::: Input for this task
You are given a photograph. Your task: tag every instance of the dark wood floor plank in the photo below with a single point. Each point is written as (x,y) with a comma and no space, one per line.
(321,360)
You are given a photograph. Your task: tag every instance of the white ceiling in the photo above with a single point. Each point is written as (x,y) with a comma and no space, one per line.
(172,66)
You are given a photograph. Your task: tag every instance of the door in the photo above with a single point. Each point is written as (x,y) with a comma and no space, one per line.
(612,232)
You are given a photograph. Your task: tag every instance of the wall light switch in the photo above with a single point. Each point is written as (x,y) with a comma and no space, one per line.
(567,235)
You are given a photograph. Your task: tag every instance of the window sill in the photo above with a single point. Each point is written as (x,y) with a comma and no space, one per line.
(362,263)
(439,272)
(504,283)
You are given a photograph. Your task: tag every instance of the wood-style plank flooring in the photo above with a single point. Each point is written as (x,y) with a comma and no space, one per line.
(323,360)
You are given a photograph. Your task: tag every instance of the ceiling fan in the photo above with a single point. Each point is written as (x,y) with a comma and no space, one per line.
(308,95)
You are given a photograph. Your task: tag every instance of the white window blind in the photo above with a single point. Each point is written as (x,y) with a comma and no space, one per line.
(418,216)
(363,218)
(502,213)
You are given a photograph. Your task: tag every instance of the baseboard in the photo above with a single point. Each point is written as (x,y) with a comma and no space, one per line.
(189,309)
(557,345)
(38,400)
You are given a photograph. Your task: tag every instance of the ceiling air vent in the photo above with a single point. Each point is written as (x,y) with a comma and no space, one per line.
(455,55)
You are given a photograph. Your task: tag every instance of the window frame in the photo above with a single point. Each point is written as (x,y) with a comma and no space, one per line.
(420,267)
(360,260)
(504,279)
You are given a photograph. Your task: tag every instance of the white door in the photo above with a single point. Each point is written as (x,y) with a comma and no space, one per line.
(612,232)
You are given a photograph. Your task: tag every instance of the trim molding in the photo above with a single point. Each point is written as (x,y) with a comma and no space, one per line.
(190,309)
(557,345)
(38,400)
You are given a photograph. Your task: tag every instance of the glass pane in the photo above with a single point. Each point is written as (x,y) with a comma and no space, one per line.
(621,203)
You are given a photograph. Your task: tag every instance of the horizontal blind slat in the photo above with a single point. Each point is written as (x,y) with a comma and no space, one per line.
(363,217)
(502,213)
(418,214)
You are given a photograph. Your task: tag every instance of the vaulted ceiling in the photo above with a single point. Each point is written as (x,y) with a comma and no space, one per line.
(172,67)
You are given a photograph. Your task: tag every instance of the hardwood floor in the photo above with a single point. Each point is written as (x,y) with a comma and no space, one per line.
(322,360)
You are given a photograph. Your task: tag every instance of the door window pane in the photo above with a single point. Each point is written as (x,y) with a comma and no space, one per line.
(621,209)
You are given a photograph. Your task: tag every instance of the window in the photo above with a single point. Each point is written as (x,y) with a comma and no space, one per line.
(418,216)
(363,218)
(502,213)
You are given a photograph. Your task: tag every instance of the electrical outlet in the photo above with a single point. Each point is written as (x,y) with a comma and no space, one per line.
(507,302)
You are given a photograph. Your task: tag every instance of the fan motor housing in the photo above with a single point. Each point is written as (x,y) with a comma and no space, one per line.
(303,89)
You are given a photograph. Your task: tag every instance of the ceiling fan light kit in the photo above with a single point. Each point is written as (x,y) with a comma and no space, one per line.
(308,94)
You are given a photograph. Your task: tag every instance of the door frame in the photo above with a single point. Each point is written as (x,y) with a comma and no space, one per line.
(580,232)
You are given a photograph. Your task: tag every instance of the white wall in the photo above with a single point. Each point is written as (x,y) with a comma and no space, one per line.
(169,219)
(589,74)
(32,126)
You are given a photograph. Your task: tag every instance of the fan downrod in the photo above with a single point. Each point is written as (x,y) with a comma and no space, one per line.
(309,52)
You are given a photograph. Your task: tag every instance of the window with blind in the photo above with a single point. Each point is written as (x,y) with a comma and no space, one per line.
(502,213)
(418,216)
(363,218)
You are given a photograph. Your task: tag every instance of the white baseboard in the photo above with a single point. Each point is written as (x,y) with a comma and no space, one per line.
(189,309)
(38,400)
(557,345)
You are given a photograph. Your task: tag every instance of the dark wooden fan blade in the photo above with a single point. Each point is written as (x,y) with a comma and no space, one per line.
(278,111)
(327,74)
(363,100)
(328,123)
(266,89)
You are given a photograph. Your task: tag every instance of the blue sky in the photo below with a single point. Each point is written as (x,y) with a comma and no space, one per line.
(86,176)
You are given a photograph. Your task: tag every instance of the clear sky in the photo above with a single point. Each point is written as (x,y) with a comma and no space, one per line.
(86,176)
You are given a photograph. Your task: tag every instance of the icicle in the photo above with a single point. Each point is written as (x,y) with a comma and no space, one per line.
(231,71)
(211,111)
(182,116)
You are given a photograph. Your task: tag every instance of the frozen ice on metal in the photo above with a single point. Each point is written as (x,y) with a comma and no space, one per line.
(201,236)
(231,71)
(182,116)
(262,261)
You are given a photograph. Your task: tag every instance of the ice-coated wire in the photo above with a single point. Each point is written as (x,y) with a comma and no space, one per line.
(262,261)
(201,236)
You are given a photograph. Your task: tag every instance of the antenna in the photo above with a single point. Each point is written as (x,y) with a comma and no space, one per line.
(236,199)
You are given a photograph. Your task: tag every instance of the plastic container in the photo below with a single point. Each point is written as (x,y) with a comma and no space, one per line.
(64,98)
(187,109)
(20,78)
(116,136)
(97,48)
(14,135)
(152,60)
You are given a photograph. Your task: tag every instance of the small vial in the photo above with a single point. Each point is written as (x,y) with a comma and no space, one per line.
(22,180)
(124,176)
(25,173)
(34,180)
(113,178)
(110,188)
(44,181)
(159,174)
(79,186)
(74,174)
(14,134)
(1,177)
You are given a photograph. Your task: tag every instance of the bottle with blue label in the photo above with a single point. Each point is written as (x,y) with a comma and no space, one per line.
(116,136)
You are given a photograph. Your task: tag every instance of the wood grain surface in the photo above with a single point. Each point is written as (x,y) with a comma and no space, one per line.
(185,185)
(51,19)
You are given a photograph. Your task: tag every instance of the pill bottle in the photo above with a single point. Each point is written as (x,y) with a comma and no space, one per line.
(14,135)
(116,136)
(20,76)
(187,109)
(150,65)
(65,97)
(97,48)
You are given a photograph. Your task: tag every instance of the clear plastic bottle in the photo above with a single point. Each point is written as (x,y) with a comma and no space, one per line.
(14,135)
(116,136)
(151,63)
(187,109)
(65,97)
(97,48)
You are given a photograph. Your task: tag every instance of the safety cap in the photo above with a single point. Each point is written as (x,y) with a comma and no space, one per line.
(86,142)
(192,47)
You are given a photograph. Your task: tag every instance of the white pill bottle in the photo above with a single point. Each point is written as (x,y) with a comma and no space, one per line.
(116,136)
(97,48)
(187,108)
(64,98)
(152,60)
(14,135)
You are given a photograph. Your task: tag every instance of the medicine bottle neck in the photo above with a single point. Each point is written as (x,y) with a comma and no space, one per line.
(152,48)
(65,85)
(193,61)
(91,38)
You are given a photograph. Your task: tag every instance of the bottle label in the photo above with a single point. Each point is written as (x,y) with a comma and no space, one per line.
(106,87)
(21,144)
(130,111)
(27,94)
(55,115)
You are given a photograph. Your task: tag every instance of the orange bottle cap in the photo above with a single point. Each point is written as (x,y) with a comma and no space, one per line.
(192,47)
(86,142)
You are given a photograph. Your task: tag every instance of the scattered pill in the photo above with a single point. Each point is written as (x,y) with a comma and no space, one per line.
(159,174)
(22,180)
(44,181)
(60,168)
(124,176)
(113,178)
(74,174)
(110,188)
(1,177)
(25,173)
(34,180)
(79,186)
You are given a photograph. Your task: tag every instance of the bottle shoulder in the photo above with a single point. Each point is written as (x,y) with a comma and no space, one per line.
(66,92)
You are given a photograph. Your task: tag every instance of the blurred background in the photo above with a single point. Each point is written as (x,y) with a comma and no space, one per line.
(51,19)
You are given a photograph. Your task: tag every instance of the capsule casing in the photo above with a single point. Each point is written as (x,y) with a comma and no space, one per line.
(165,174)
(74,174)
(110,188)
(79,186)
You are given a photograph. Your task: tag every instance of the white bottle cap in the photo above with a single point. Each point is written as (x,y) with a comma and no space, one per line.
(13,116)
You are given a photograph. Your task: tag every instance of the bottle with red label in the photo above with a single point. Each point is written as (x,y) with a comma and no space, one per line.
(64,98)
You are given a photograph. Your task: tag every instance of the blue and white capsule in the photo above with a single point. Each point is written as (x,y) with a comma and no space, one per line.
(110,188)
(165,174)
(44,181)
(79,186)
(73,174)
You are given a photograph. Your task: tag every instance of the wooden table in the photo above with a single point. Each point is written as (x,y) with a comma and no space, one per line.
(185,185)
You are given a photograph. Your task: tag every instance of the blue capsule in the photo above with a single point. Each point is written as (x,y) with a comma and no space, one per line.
::::::
* _Directions_: Can you rewrite the records from the line holding "the bottle shoulder" through the end of the records, inclusive, replacing "wooden table" with "wooden tabletop" and leaving everything else unchanged?

* _Result for this exercise_:
You are given a photograph. Your task: tag every instance of the bottle shoulder in the photo above with a single point. Each point is written as (x,y) with a comma and no space, one per line.
(66,92)
You are given a photograph. Your task: tag every instance of the blurred background in the photo above with a single point. Each point is written as (x,y) with a comma and no space, one per line.
(51,19)
You are given a photograph. Your task: tag every instance of the capsule casing in the photo above with a single point. Each point is written as (x,y) with a comma and no space, one per line.
(165,174)
(74,174)
(110,188)
(79,186)
You are given a photograph. Your task: tag every instance of the white bottle cap in the photo above with a single point. Each point is written as (x,y) with a comma and no space, one per line.
(13,116)
You are given a photograph. Your task: tag every instance of the bottle with red label in the photo above with a single point. Each point is written as (x,y) with a comma and no space, one per line.
(64,98)
You are given a photograph. Your task: tag every instance of the blue and white capsule in the photo above with a single point. Each point is written as (x,y) with a comma and no space, one per line.
(110,188)
(165,174)
(44,181)
(79,186)
(73,174)
You are given a photograph. Your task: tag every instance of the wooden tabletop in the photo above with a single point. Each point is written as (x,y) with a comma and no space, one per line.
(185,185)
You are given a photograph. Your task: tag every instance of the blue capsule in the photo above with a single point. Each point is written as (x,y) with a comma and no space, one per line.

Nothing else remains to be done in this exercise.